_INPUT ROWS_:
════════
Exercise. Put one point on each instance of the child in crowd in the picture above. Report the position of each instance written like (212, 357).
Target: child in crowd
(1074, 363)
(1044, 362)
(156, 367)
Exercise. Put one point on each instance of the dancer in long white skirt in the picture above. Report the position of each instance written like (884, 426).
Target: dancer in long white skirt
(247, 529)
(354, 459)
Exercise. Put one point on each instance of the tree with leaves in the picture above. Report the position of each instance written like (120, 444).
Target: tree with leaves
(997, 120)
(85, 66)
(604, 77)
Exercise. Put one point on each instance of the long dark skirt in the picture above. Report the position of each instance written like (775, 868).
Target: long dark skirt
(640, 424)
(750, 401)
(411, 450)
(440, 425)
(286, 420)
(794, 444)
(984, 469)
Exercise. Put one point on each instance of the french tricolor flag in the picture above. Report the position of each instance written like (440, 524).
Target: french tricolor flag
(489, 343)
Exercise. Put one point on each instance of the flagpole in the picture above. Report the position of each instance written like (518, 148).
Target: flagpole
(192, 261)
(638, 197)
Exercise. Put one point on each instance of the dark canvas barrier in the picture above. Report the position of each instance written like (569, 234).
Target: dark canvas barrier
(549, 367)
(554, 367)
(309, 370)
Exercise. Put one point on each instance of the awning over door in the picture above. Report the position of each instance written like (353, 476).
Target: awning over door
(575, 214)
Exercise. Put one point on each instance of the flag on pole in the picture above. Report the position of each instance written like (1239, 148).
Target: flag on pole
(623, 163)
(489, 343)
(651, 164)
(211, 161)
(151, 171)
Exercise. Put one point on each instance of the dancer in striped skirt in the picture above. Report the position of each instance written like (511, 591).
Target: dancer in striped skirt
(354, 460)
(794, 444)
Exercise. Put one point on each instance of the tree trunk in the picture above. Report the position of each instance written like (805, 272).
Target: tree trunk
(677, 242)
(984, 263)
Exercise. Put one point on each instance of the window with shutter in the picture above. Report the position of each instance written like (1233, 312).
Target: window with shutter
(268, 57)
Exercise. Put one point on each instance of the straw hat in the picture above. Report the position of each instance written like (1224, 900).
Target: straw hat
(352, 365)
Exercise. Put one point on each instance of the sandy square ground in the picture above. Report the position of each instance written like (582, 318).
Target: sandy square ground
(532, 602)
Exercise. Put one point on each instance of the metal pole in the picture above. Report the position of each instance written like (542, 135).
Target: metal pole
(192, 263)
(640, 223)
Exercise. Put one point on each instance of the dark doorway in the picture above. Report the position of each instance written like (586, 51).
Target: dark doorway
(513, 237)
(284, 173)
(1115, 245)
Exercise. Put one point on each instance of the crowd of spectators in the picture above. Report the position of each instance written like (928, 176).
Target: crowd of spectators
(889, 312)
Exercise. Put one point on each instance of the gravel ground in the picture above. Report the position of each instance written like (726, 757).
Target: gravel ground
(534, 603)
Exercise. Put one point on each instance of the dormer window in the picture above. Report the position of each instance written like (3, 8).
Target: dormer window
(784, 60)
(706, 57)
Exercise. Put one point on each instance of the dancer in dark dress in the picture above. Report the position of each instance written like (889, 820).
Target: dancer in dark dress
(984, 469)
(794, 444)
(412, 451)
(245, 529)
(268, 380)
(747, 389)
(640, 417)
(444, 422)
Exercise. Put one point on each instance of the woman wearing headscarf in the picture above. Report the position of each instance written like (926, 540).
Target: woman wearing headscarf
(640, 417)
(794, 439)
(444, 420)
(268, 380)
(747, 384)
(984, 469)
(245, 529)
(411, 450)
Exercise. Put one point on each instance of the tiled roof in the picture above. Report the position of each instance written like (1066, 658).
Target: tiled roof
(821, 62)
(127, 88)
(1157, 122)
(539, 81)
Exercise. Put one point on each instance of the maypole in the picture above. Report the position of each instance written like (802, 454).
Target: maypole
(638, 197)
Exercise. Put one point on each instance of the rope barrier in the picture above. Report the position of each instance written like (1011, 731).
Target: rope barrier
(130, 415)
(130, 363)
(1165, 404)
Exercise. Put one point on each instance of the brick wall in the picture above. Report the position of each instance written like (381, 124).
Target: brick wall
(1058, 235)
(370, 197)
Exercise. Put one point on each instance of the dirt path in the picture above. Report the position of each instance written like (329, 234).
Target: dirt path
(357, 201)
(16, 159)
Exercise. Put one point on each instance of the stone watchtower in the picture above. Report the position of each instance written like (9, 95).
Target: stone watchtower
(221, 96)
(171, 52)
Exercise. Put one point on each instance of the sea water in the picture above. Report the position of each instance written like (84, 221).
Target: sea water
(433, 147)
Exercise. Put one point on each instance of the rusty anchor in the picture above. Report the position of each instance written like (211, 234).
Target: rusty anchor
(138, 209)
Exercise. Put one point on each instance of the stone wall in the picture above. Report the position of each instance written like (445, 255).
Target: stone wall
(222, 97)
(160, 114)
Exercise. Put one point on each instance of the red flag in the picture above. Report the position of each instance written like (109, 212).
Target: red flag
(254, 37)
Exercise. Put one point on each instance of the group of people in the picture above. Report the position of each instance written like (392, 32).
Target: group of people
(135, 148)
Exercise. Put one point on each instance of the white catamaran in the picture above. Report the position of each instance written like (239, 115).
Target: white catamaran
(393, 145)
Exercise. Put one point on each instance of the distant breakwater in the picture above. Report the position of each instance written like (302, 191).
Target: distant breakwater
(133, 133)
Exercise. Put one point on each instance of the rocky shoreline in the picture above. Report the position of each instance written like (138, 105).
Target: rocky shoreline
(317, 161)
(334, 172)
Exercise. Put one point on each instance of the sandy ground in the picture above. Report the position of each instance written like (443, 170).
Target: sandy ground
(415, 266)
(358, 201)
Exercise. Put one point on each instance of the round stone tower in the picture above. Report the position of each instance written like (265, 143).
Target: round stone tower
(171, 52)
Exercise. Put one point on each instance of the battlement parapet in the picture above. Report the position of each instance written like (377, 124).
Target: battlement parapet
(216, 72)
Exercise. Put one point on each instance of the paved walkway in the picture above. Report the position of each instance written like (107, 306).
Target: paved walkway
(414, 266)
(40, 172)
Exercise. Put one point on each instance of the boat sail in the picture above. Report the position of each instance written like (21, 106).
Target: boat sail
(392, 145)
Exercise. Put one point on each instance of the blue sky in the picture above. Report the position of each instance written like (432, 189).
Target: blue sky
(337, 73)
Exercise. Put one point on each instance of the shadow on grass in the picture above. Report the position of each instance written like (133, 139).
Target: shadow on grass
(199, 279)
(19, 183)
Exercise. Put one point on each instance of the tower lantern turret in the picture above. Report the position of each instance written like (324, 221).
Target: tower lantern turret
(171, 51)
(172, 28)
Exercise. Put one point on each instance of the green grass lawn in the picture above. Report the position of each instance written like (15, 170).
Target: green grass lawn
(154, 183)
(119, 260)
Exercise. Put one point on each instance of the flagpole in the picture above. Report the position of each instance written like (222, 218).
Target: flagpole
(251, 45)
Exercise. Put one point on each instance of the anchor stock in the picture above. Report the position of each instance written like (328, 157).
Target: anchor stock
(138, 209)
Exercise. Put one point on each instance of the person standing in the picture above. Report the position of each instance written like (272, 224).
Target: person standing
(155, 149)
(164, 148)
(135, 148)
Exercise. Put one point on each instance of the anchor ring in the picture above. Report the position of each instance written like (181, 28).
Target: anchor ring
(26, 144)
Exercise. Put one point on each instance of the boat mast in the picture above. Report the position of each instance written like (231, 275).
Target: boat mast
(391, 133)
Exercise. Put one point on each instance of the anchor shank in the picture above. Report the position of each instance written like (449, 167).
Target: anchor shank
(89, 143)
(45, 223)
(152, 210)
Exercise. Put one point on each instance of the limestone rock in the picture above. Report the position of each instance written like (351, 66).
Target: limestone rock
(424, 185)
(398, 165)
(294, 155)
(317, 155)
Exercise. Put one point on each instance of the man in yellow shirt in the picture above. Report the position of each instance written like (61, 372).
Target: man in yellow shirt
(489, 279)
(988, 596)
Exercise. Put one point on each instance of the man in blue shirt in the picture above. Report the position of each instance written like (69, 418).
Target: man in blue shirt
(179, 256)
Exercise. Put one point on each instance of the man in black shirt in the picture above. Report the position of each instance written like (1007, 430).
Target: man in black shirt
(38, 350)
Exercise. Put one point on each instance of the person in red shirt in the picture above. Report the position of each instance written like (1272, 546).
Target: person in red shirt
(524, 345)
════════
_WHAT YOU ARE ASKED TO DO_:
Reproduce nothing but the lines from the line containing "like (61, 372)." to the last line of the data, each exactly as written.

_THE COMPLETED TASK_:
Exercise. Put one point on each instance of the man in yellow shirt in the picture above. Report the position of each instance written like (61, 372).
Target: man in yellow shirt
(489, 279)
(988, 596)
Exercise. Put one point on each instance of the man in blue shirt in the picture above. Report the position of each instance written like (69, 418).
Target: man in blue shirt
(179, 256)
Exercise. Put one point on each instance of the man in black shirt in the picture above. Report the position of each instance written like (1007, 430).
Target: man in black shirt
(38, 350)
Exercise. Put one point on each instance of the person in red shirt in the picture above. Report the position of each instance written like (1272, 546).
Target: person in red shirt
(524, 345)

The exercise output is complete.